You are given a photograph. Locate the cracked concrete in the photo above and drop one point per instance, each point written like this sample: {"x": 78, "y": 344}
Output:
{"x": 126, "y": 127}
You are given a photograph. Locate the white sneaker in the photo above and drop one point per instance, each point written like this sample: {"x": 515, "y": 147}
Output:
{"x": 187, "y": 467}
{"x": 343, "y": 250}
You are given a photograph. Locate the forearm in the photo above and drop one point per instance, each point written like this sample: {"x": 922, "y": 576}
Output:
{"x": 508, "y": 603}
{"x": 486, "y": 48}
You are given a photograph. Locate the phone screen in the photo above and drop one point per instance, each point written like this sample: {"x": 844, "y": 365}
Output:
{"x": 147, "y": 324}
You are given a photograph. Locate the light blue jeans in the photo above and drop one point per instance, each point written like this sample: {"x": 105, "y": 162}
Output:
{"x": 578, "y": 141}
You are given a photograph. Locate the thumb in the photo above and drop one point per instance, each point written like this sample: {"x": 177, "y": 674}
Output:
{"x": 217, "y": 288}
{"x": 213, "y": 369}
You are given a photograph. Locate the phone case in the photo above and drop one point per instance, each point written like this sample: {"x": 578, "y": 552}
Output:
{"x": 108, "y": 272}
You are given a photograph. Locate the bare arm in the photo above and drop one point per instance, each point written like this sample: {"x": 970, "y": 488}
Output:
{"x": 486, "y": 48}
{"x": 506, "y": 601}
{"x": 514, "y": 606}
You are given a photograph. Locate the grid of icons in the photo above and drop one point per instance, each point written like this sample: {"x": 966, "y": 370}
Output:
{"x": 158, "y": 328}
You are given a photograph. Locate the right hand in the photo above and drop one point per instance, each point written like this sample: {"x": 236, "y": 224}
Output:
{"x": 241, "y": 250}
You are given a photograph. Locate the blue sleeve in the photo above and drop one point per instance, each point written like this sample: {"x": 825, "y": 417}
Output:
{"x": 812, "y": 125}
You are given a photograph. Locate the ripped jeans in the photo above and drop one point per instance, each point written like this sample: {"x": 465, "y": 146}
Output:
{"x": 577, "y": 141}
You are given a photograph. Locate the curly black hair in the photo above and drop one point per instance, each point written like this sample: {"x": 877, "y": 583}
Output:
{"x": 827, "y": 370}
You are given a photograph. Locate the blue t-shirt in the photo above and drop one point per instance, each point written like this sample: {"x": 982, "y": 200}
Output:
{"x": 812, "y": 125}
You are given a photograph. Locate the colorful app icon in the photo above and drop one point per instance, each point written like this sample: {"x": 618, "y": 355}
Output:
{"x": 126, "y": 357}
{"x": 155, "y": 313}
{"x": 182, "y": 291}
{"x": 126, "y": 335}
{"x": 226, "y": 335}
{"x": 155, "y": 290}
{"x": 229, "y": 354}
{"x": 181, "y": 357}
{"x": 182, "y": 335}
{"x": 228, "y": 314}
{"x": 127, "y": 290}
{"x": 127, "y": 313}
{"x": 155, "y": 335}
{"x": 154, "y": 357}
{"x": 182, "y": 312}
• • •
Polecenie —
Przepisz wszystkie powyższe wpisy jako CSV z dwiema kolumnami, tekst i odpowiedz, po jednym wierszu na każdy wpis. Każde pole ujmij w cudzysłów, a znaki nowej linii zamień w nim na spacje.

Rozwiązanie —
tekst,odpowiedz
"You are given a photograph. Locate the cracked concrete in the photo above and drop one point per instance, each point written like this sample: {""x"": 78, ""y"": 344} Output:","{""x"": 126, ""y"": 127}"
"You are given a photograph. Locate the white sneaker in the photo above and drop one point per instance, each point written like this sample: {""x"": 515, ""y"": 147} Output:","{""x"": 187, ""y"": 467} {""x"": 343, ""y"": 250}"
"You are given a photograph. Locate the forearm in the photo above and drop one point per instance, each point written like this sample: {""x"": 922, ""y"": 576} Output:","{""x"": 508, ""y"": 603} {""x"": 486, ""y"": 48}"
"You are given a photograph. Locate the phone screen in the photo above and drop one point per instance, each point written like this sample: {""x"": 844, ""y"": 365} Output:","{""x"": 147, ""y"": 324}"
"You are given a photograph. Locate the light blue jeans in the photo above and drop one point per instance, each point written like this sample: {""x"": 105, ""y"": 162} Output:","{""x"": 578, ""y"": 141}"
"You are given a photograph. Locate the thumb in the photo above and drop one point per instance, each point written like this sample: {""x"": 177, ""y"": 674} Output:","{""x"": 217, ""y"": 288} {""x"": 213, ""y"": 369}"
"You are given a photograph. Locate the phone case in the photo above and drop one point per instance, each point written like this sample: {""x"": 578, ""y"": 552} Output:","{""x"": 108, ""y"": 272}"
"You are given a photograph. Locate the bare arm in the photo above and drop one point per instance, each point written like this sample: {""x"": 970, ""y"": 488} Output:","{""x"": 486, ""y"": 48} {""x"": 506, ""y"": 601} {""x"": 514, ""y"": 606}"
"You are given a photograph. Locate the grid of icons in the photo above and drop one point per instance, each point written like this sample: {""x"": 966, ""y"": 370} Output:","{""x"": 158, ""y"": 328}"
"You are given a photograph. Locate the right hand in the photo above and drop one point per instance, each point written like this sample: {""x"": 236, ""y"": 224} Output:","{""x"": 241, ""y"": 250}"
"You are given a photograph. Locate the blue sleeve in the photo above and drop one point per instance, each point written like this sample: {""x"": 825, ""y"": 417} Output:","{""x"": 812, ""y"": 125}"
"You are given a photograph. Locate the ripped jeans in the photo above and drop one point per instance, each point written like this sample: {""x"": 465, ""y"": 146} Output:","{""x"": 577, ""y"": 141}"
"You are given a photograph. Locate the curly black hair in the photo above and drop one point per instance, each point written like this sample: {""x"": 877, ""y"": 583} Output:","{""x"": 827, ""y"": 370}"
"You are given a photograph. Locate the blue t-shirt in the photo above and drop one point per instance, each point written like this sample: {""x"": 982, ""y"": 200} Output:","{""x"": 812, ""y"": 125}"
"You are given a photograph. Locate the colorful app icon in the photo above and drop one point per instance, each point written like this sample: {""x"": 618, ""y"": 355} Output:","{""x"": 126, ""y"": 357} {""x"": 155, ""y"": 313} {""x"": 182, ""y"": 291} {""x"": 126, ""y"": 335} {""x"": 226, ""y"": 335} {""x"": 155, ""y"": 290} {""x"": 229, ""y"": 354} {""x"": 181, ""y"": 357} {""x"": 182, ""y"": 335} {""x"": 228, ""y"": 314} {""x"": 127, ""y"": 290} {""x"": 127, ""y"": 313} {""x"": 155, ""y"": 335} {""x"": 154, ""y"": 357} {""x"": 182, ""y"": 312}"